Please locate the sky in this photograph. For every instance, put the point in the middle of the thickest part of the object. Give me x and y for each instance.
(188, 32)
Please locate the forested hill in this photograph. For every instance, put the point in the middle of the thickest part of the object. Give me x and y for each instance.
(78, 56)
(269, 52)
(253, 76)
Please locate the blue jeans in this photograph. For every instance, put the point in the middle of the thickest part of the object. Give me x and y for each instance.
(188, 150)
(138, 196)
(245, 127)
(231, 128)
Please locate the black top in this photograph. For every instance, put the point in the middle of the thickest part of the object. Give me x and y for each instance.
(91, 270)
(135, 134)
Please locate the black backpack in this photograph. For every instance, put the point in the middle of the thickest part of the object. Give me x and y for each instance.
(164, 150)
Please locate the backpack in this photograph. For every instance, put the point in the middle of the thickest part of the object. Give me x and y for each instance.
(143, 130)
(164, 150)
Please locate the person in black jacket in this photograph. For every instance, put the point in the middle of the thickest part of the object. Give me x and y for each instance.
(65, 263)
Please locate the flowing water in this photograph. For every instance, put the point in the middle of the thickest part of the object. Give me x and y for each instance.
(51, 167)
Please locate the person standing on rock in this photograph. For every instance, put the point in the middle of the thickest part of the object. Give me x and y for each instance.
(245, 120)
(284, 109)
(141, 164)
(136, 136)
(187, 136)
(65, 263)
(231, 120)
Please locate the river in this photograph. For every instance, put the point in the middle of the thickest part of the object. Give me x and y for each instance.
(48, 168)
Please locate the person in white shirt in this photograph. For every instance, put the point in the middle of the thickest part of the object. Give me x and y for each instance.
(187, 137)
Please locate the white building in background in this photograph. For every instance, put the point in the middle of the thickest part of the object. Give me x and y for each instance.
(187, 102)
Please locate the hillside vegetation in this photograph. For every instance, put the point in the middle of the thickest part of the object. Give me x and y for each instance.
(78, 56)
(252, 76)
■ ■ ■
Instructions for the task:
Find the line containing "Please locate the person in white" in the material above. Print it and every line after it through the end, exactly and only those.

Task solution:
Please locate the person in white shirt in this photograph. For every instance, put the point in the middle of the thickest part of the object. Give me x and y for each instance.
(187, 137)
Please locate the white building in background in this photograph. For every instance, put the point in the middle of the thickest part of the object. Give me x and y for each instance.
(187, 102)
Please locate the hillside vegetation in this photograph. For every instance, put the point in the middle of the thickest part of the object. Give me x and y for each instance.
(78, 56)
(252, 76)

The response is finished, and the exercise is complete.